Assignment →
Once the pictures are set aside, copy the data below exactly as it stands.

####

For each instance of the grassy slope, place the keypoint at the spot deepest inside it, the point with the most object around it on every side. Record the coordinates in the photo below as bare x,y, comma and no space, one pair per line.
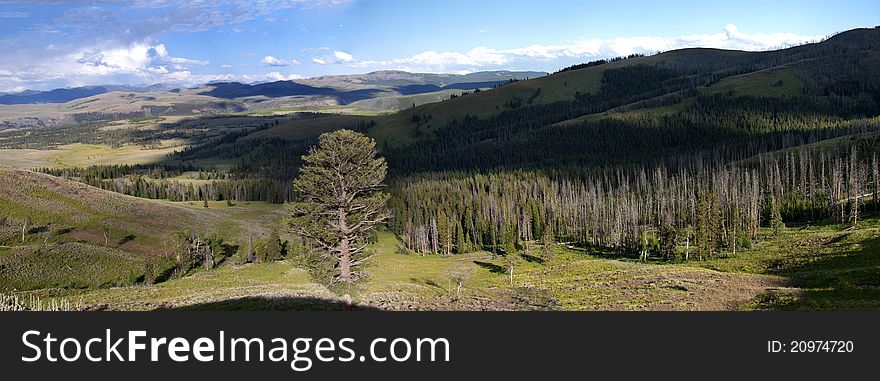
810,268
82,155
65,224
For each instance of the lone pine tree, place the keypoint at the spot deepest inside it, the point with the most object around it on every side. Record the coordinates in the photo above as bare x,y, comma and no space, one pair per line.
340,203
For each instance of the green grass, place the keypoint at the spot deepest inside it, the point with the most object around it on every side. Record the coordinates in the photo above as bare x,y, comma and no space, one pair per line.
83,155
816,267
832,268
760,83
71,265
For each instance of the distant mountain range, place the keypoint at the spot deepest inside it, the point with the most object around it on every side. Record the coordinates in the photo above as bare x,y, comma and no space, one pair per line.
344,88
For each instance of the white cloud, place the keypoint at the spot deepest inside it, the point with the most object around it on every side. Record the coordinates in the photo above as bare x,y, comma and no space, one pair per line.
343,56
272,61
12,14
482,57
276,76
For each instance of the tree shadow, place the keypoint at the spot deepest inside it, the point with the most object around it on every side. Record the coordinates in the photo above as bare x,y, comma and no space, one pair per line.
38,229
263,303
126,239
532,259
496,269
427,282
844,280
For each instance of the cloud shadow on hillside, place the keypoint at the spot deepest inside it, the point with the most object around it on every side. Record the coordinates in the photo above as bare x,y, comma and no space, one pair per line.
263,303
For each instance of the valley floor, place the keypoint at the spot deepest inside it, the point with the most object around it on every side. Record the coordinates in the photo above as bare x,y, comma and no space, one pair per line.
819,267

####

Answer section →
For each instance of the grassy slope, place the keypoint at the spot deepest inside it, the point with the most object around it on every side. Record the coordinates in the photo below as bare x,y, comma and no space, one pair per line.
810,268
82,155
65,224
For each instance of the lone pine tree, place the keypoint at the spot deepest inside it, the point with the most object around it on every side. Record the coordinates in the photo above as bare x,y, comma and no space, one pair per line.
340,203
For each instance of the green grass, place the keypoint at the spot deepest inside it, the point with the most object around it on every side. Record the coordinates in the photo above as bare x,y, comma and no space, one pair per line.
83,155
816,267
832,268
760,83
71,265
For each instance of the distant mountain range, place the keypoint at the spot deepest inside it, the point with the most object around it on every side. Record the coordinates in the photo above as bare x,y, comma and no space, one pair per line.
344,88
For each instance of the white cloud, place the keypoint at the spot deepest inside it, the point with the most object around it on every side. Record the coordinates in the photo above as bare x,y, comma and no space, one pair per line.
343,56
272,61
12,14
482,57
276,76
For each instance of the tree shadow, place the keypoint at the spot deepest inside it, the point with the most object around it on every side. Record the coordinates in the photo above as bare x,y, comma and no space, one pair per line.
38,229
263,303
126,239
532,259
496,269
427,282
844,280
For each instance of the cloud shadow on hillside, place the keypoint at the spot deepest inside it, the point with the most object around it on every side. Record the coordinates in the photo above as bare x,y, comma and no space, one pair per line.
263,303
For each instance of the valley floor, place the keypoint at the spot deepest inside it, the point with the most object around it on every side. Record the coordinates in the photo above as bare x,y, comma and no space, one pair per line.
819,267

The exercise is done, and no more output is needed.